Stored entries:
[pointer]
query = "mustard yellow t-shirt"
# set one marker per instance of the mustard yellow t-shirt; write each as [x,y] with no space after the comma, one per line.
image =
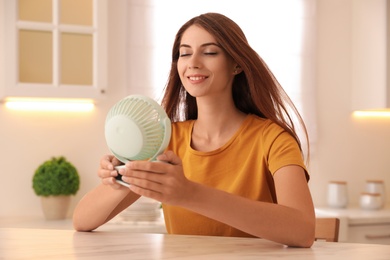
[243,166]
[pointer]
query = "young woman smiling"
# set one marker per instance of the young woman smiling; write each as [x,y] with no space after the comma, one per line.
[234,165]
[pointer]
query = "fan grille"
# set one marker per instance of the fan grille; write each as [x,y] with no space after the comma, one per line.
[146,116]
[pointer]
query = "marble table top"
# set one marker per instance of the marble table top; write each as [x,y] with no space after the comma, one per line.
[19,243]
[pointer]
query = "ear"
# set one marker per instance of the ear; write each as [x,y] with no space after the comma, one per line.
[237,70]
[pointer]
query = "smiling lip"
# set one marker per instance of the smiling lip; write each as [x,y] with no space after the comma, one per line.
[197,78]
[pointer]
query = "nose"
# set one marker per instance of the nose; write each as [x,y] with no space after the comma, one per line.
[194,62]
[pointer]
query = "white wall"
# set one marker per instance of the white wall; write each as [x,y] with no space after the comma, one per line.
[29,138]
[347,149]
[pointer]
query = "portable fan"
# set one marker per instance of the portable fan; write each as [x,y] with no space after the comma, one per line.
[137,128]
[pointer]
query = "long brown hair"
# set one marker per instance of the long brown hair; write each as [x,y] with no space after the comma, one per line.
[255,89]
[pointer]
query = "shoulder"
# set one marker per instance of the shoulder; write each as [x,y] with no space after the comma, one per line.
[265,127]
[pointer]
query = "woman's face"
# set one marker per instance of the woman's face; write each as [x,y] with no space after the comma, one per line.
[204,67]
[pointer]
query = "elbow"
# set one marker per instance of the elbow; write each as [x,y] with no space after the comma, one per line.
[80,225]
[306,237]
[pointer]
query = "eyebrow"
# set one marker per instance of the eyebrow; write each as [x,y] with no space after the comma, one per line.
[203,45]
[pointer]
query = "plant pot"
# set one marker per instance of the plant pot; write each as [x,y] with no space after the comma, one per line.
[55,207]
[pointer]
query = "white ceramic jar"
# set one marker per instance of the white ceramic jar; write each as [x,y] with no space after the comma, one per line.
[377,186]
[371,201]
[337,194]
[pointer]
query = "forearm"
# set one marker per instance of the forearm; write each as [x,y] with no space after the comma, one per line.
[282,224]
[100,205]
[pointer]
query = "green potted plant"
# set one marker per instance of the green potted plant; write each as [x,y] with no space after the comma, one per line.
[55,180]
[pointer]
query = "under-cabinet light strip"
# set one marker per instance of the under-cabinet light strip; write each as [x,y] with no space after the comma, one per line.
[372,113]
[65,105]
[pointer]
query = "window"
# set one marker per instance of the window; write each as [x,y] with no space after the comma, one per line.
[55,48]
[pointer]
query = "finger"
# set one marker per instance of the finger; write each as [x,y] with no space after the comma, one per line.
[112,182]
[169,157]
[103,173]
[106,162]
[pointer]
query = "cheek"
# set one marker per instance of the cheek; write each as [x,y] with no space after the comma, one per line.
[180,69]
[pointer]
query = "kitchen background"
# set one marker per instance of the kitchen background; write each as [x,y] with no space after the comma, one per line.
[345,148]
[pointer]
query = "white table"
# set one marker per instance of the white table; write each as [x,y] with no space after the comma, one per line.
[361,226]
[67,244]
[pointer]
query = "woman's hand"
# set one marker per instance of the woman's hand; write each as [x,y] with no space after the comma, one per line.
[107,171]
[162,180]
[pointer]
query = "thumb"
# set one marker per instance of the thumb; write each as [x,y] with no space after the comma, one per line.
[170,157]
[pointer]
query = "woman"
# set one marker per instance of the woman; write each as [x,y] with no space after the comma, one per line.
[234,165]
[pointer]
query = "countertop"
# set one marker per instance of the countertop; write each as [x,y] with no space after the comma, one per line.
[67,244]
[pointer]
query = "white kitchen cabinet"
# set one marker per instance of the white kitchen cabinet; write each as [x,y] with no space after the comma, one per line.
[361,226]
[53,49]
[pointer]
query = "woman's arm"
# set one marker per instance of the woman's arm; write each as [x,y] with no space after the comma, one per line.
[105,201]
[100,205]
[290,222]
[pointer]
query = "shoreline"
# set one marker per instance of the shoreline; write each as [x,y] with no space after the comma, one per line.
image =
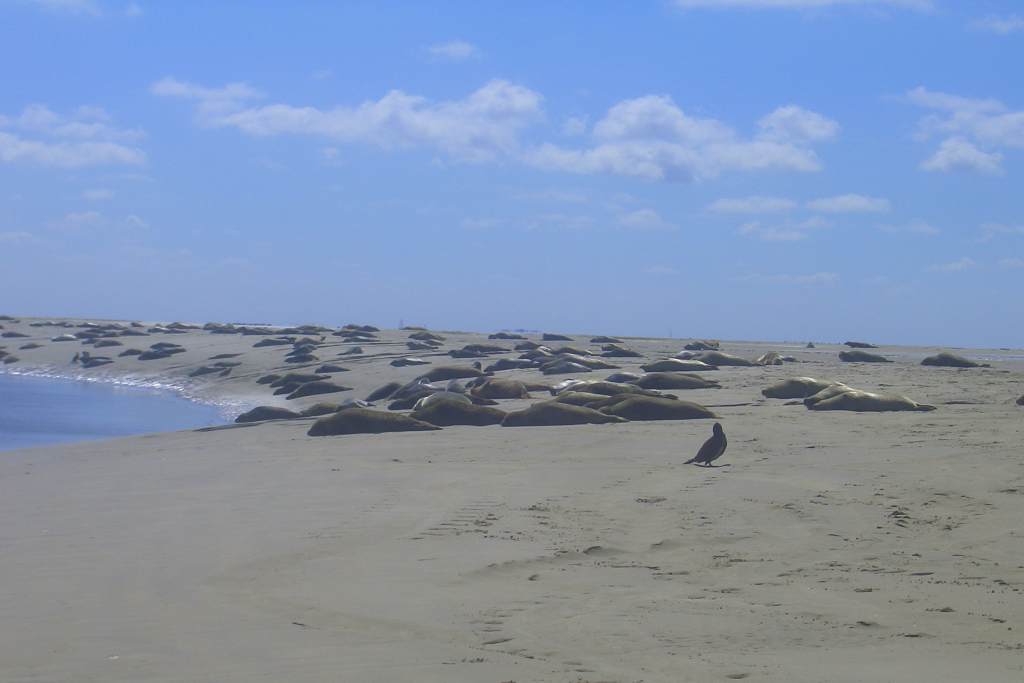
[556,554]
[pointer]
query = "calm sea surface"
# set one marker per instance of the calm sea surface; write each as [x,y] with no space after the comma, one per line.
[38,412]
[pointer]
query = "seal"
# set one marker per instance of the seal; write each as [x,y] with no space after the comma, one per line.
[384,391]
[861,356]
[676,365]
[650,408]
[401,363]
[295,377]
[621,378]
[366,421]
[946,359]
[331,368]
[564,368]
[865,401]
[616,351]
[501,389]
[798,387]
[712,449]
[720,358]
[585,398]
[262,413]
[316,388]
[675,381]
[427,401]
[442,373]
[452,413]
[549,414]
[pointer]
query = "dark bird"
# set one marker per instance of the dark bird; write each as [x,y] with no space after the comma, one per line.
[713,447]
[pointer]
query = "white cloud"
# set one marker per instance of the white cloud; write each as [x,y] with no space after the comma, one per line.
[799,4]
[816,279]
[650,137]
[755,204]
[572,197]
[915,225]
[961,265]
[457,49]
[68,155]
[970,126]
[756,229]
[81,222]
[18,239]
[564,220]
[996,24]
[992,228]
[94,141]
[796,125]
[787,231]
[574,126]
[956,154]
[85,123]
[482,127]
[849,204]
[70,5]
[481,223]
[643,219]
[133,222]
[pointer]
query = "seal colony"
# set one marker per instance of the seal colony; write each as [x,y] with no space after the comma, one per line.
[455,376]
[430,542]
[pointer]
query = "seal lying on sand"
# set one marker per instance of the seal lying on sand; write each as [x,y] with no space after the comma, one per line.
[367,421]
[300,378]
[584,398]
[649,408]
[267,413]
[384,391]
[861,356]
[720,358]
[550,414]
[437,396]
[675,381]
[676,365]
[946,359]
[798,387]
[451,413]
[501,389]
[328,409]
[314,388]
[842,397]
[442,373]
[712,449]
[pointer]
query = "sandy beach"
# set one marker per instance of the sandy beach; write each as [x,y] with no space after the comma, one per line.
[823,546]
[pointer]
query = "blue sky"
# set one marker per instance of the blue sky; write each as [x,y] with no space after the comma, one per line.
[734,169]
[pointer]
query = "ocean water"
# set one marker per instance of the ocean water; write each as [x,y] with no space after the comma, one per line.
[43,411]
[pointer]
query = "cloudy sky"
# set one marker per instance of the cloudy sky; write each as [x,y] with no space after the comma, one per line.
[734,169]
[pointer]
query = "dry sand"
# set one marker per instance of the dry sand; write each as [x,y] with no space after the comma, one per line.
[828,547]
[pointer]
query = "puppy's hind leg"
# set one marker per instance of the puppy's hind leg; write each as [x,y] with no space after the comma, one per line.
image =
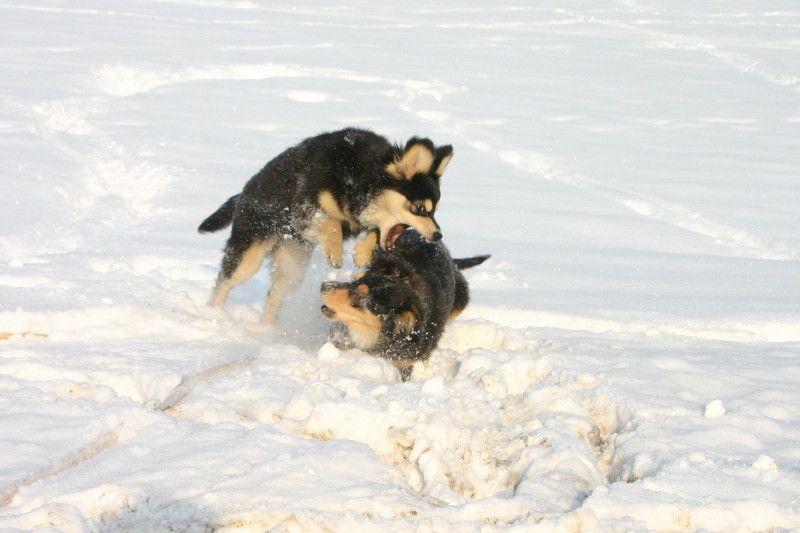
[289,263]
[365,249]
[243,258]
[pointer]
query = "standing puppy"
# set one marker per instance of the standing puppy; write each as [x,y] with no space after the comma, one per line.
[323,190]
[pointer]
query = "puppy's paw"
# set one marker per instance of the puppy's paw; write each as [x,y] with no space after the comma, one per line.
[332,242]
[335,260]
[365,249]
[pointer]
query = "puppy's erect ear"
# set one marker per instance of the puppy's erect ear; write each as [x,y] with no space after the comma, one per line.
[405,322]
[417,158]
[443,156]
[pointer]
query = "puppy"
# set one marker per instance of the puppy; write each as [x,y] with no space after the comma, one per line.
[323,190]
[398,308]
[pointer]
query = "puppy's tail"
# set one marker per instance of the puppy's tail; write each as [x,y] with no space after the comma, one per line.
[221,217]
[468,262]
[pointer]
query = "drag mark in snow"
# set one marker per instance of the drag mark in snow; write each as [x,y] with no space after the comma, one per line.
[740,242]
[127,80]
[99,444]
[188,382]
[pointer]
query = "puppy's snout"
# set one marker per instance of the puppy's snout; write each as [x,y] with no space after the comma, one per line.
[328,286]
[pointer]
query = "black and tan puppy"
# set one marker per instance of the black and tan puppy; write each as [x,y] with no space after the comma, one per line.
[323,190]
[398,308]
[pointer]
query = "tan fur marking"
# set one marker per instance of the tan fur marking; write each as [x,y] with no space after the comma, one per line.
[443,165]
[365,327]
[329,206]
[364,249]
[391,208]
[417,159]
[405,321]
[332,241]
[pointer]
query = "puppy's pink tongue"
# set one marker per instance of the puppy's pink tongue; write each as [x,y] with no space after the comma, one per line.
[394,234]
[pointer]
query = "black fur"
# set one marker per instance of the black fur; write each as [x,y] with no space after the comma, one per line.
[416,276]
[282,199]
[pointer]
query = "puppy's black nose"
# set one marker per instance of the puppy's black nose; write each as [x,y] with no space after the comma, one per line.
[328,286]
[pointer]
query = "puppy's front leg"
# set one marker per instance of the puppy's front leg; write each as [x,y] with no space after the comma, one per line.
[365,248]
[332,241]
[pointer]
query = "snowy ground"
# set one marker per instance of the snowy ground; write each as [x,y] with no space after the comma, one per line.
[631,356]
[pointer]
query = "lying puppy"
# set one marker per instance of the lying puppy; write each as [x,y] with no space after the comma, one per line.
[323,190]
[398,308]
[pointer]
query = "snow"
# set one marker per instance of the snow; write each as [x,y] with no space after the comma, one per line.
[631,354]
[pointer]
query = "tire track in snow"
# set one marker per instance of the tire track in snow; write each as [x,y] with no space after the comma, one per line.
[112,437]
[95,447]
[738,241]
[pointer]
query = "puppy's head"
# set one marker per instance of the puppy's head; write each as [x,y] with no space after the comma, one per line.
[375,305]
[414,192]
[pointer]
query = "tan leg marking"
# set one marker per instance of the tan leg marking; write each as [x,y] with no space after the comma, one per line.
[289,262]
[364,327]
[405,321]
[365,248]
[249,265]
[443,165]
[332,241]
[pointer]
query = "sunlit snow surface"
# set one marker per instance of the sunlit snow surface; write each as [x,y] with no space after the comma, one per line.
[631,356]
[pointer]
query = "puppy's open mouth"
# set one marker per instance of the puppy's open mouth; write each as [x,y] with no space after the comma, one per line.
[394,234]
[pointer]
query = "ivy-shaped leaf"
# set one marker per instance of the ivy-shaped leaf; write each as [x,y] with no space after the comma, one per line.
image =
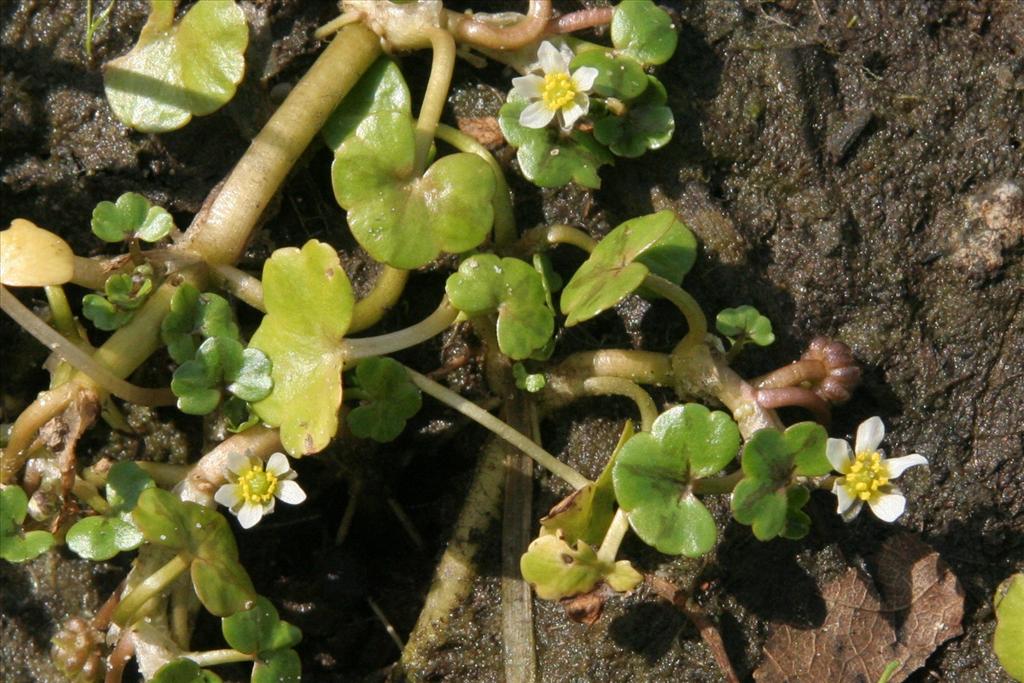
[382,88]
[643,31]
[763,500]
[639,125]
[178,70]
[623,259]
[654,472]
[132,217]
[390,399]
[547,159]
[15,546]
[557,570]
[402,219]
[587,513]
[308,303]
[485,284]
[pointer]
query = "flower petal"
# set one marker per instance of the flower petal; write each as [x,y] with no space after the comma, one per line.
[888,506]
[899,465]
[528,86]
[869,434]
[227,496]
[250,514]
[278,464]
[838,453]
[536,116]
[551,58]
[237,463]
[290,492]
[584,78]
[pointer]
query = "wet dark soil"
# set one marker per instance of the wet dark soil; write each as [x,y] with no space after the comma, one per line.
[852,169]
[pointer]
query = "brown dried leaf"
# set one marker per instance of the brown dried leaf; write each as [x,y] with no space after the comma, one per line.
[921,606]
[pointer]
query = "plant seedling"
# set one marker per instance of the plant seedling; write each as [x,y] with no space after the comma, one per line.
[103,536]
[485,284]
[389,398]
[308,303]
[177,71]
[654,474]
[16,546]
[131,217]
[619,264]
[766,499]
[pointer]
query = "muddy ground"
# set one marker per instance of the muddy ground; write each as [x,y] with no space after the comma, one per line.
[852,169]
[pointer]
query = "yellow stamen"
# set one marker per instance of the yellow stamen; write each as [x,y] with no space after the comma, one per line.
[558,90]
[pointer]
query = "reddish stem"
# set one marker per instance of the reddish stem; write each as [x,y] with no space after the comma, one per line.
[787,396]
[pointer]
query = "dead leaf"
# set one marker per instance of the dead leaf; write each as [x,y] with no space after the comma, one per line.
[921,606]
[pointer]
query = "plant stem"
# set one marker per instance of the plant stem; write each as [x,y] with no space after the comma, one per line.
[153,586]
[505,231]
[514,437]
[441,67]
[214,657]
[436,323]
[221,229]
[386,291]
[613,537]
[722,484]
[81,359]
[601,386]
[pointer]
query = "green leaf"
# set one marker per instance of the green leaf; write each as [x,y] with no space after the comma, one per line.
[381,89]
[131,217]
[643,31]
[183,671]
[15,546]
[644,124]
[1009,639]
[400,219]
[770,460]
[653,477]
[178,70]
[259,630]
[557,570]
[309,304]
[547,159]
[391,399]
[101,538]
[617,76]
[485,284]
[280,667]
[616,266]
[587,513]
[744,323]
[124,483]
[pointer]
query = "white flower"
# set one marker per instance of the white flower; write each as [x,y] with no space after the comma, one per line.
[867,473]
[251,489]
[557,92]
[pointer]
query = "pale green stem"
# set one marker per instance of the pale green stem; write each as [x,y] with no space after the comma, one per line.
[214,657]
[436,323]
[613,537]
[152,587]
[471,411]
[241,285]
[221,229]
[505,231]
[82,360]
[601,386]
[441,67]
[695,319]
[386,291]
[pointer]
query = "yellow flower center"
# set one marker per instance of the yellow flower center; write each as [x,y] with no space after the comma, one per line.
[866,475]
[257,485]
[558,90]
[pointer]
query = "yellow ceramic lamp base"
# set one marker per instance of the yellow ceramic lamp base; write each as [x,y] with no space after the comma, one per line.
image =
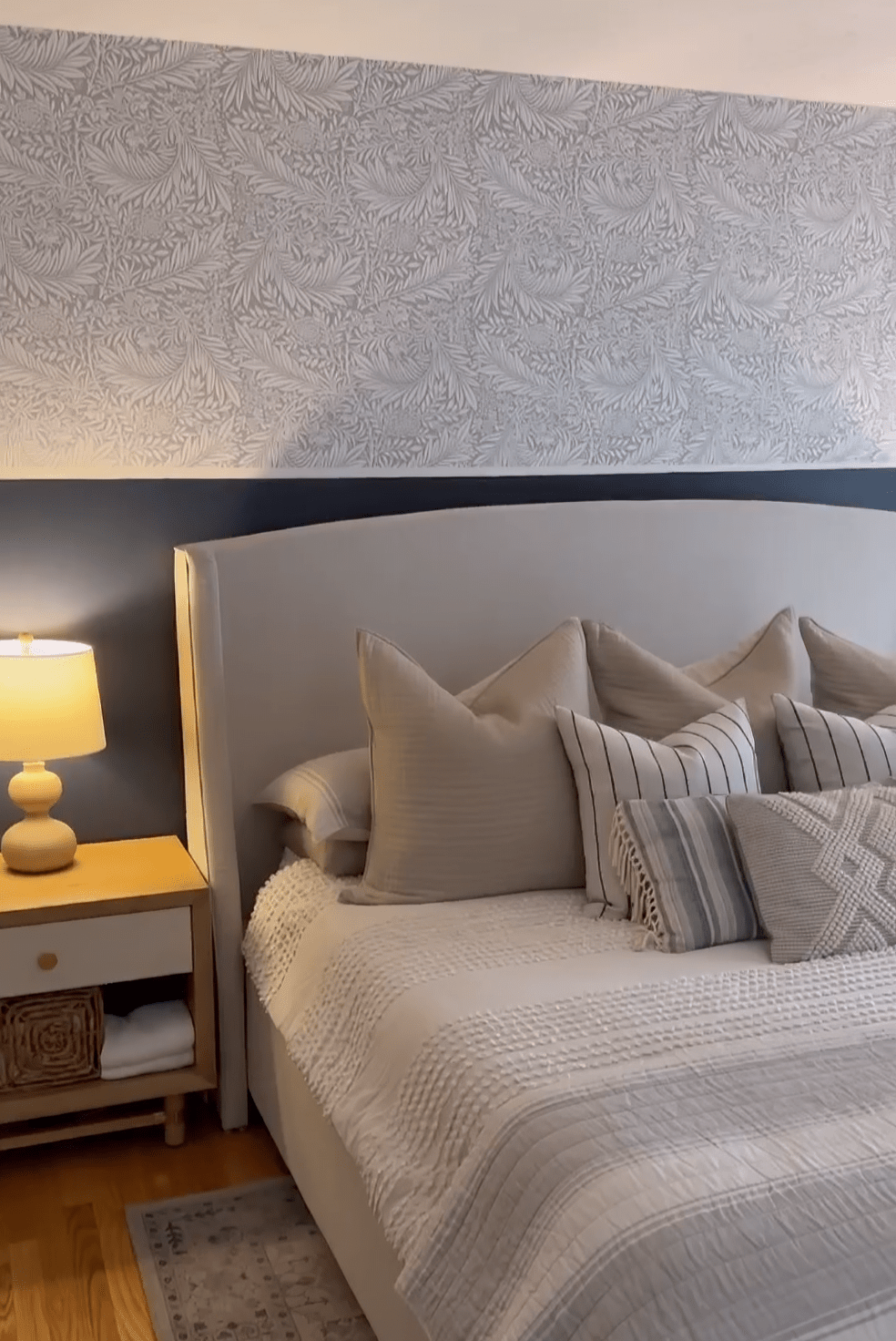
[37,843]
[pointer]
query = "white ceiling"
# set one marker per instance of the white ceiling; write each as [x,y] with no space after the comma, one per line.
[830,50]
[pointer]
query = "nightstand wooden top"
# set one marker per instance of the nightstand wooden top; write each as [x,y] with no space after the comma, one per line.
[101,872]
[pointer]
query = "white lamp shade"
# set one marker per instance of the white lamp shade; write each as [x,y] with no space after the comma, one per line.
[48,701]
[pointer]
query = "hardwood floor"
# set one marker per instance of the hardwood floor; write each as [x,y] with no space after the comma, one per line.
[67,1272]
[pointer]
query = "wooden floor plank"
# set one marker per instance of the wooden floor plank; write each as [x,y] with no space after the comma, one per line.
[65,1320]
[28,1301]
[67,1270]
[91,1287]
[122,1273]
[8,1330]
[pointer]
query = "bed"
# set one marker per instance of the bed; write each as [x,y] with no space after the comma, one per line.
[269,678]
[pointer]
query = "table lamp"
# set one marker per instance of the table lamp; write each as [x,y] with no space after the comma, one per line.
[48,710]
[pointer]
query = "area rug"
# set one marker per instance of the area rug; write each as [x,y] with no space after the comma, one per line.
[246,1264]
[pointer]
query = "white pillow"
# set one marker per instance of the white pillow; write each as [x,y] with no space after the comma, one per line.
[714,755]
[329,795]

*TASK INSTRUCTIONS*:
Each line in the records above with "shaped" must be returned.

*RESPONSE TO THIS EXERCISE*:
query = "ivy-shaped leaf"
# set one marker per instance of the ivy-shaped leaf; write each as [x,y] with no space after the comma, one per line.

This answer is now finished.